> [DESCRIZIONE ESERCIZIO]
Converti tutti i record seguenti in un elenco numerato, una riga per voce, omettendo le righe vuote.
━━━━━━━━
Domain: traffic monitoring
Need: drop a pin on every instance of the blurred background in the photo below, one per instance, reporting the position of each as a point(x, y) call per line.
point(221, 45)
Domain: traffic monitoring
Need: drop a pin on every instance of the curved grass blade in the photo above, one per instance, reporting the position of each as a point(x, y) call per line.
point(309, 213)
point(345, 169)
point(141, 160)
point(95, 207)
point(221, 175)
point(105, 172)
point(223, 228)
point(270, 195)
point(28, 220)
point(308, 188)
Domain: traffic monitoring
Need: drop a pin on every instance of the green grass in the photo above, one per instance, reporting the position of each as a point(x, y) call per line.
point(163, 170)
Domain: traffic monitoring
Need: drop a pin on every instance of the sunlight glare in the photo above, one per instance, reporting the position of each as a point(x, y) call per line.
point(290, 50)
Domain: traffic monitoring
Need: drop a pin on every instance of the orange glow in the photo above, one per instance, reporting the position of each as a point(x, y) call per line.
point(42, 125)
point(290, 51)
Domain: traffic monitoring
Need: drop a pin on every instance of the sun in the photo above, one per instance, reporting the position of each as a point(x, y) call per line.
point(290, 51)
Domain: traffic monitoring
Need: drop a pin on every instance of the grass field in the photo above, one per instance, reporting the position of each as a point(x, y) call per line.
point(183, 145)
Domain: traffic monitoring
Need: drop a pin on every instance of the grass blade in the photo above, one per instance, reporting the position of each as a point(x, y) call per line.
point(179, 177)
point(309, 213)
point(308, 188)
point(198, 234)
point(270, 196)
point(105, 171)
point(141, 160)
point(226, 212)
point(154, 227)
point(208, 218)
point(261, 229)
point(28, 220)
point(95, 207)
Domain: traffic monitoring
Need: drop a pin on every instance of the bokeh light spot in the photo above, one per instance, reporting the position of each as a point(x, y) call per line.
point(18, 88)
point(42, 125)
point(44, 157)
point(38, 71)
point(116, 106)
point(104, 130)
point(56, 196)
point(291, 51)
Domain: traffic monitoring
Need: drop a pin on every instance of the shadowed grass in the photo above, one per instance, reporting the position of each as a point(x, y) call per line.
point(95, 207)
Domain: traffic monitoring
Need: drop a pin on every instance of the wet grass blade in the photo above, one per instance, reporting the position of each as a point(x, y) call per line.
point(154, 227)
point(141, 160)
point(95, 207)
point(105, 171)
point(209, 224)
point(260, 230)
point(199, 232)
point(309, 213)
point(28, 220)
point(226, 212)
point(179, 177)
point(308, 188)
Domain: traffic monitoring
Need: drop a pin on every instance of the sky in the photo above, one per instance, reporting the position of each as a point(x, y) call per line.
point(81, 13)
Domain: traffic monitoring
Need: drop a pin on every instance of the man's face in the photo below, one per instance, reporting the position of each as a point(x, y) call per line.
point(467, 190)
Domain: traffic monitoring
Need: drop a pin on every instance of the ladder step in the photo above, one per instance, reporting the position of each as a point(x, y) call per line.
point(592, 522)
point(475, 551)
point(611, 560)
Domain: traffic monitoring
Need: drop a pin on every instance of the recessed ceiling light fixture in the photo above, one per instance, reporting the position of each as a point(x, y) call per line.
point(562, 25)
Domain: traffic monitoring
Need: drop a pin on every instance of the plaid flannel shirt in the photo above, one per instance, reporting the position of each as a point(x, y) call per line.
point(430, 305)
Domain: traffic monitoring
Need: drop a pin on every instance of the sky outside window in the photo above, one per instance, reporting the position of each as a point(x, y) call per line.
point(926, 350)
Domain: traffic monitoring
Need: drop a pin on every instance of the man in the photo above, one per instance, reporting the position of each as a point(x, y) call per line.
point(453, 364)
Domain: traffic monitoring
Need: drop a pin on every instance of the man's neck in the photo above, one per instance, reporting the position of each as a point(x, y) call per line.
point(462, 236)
━━━━━━━━
> [SOLUZIONE COMPITO]
1. Domain: traffic monitoring
2. Need: drop a pin on every instance of the blurred background in the photo below, one per instance, reporting the position of each as a point(x, y) call per line.
3. point(221, 45)
4. Domain: traffic monitoring
5. Need: drop a pin on every instance of the curved grass blade in the photo above, one per instance, reporting the position of each as a point(x, y) call per line.
6. point(309, 213)
7. point(345, 169)
8. point(141, 160)
9. point(95, 207)
10. point(221, 175)
11. point(105, 172)
12. point(223, 228)
13. point(270, 195)
14. point(28, 220)
15. point(308, 188)
16. Domain: traffic monitoring
17. Need: drop a pin on every instance of the green grass in the photo above, one per instance, reporting the position of each as a point(x, y) call per line.
18. point(163, 170)
19. Domain: traffic monitoring
20. Need: drop a pin on every instance of the sunlight glare in the photo above, one per instance, reporting the position of each as a point(x, y) call per line.
21. point(290, 50)
22. Domain: traffic monitoring
23. Need: drop a pin on every instance of the orange glow in the photo above, one per instance, reporting the position of each as a point(x, y) call per line.
24. point(42, 125)
25. point(290, 51)
26. Domain: traffic monitoring
27. Need: drop a pin on every instance of the sun in the photo above, one per instance, reporting the position of each as a point(x, y) call per line.
28. point(290, 51)
29. Domain: traffic monitoring
30. Need: drop a pin on every instance of the grass field in the photo above, one per instance, reporting the position of each as a point(x, y) call per line.
31. point(183, 145)
32. Domain: traffic monitoring
33. Need: drop a pin on every instance of the grass blade in the photo above, one per instance, reporting the position of each as a point(x, y) call per line.
34. point(179, 177)
35. point(309, 213)
36. point(308, 188)
37. point(198, 234)
38. point(270, 196)
39. point(105, 171)
40. point(141, 160)
41. point(226, 212)
42. point(154, 227)
43. point(208, 218)
44. point(261, 229)
45. point(28, 220)
46. point(95, 207)
47. Domain: traffic monitoring
48. Need: drop a pin on every instance of the bokeh light spot in the photo above, one per instance, reporting the position of each as a point(x, y) call per line.
49. point(18, 88)
50. point(42, 125)
51. point(44, 157)
52. point(38, 71)
53. point(116, 106)
54. point(104, 130)
55. point(56, 196)
56. point(291, 51)
57. Domain: traffic monitoring
58. Need: drop a pin on every instance of the shadowed grass in the photo above, one per instance, reporting the position of each as a point(x, y) call per line.
59. point(95, 207)
60. Domain: traffic monitoring
61. Need: drop a pin on every instance of the wet grass blade in the photo above, one per instance, reporting the position of each as a point(x, y) call per line.
62. point(154, 227)
63. point(141, 160)
64. point(95, 207)
65. point(105, 171)
66. point(209, 224)
67. point(260, 230)
68. point(199, 232)
69. point(309, 213)
70. point(28, 220)
71. point(226, 212)
72. point(179, 177)
73. point(308, 188)
74. Domain: traffic monitoring
75. Need: drop a pin on every instance of the sky in the photo above, one per instance, reporting the position of each as a point(x, y) call per line.
76. point(81, 13)
77. Domain: traffic monitoring
78. Need: drop a pin on every instance of the man's face in the photo below, one per instance, reporting the position of each as a point(x, y) call per line.
79. point(467, 190)
80. Domain: traffic monitoring
81. Need: drop a pin on every instance of the ladder step in the photo above, one per instance, reporting the position of each as a point(x, y) call per line.
82. point(592, 522)
83. point(475, 551)
84. point(611, 560)
85. Domain: traffic monitoring
86. Need: drop a pin on every instance of the recessed ceiling light fixture in the photo above, one per instance, reporting the position of each as a point(x, y) call per line.
87. point(562, 25)
88. Domain: traffic monitoring
89. Need: drop a pin on every instance of the plaid flannel shirt in the photo above, one per instance, reporting the position of each as a point(x, y) call per line.
90. point(430, 305)
91. Domain: traffic monitoring
92. Need: drop a pin on every instance of the sky outside window in the photo above, one per instance, reporting the position of each as a point(x, y) call per line.
93. point(926, 350)
94. Domain: traffic monitoring
95. Need: drop a pin on every instance of the man in the photo above, one per instance, reporting the position of each as a point(x, y) call per line.
96. point(453, 364)
97. Domain: traffic monitoring
98. Need: drop a pin on every instance of the man's neck in the photo above, one per instance, reporting the position of each as a point(x, y) call per line.
99. point(462, 236)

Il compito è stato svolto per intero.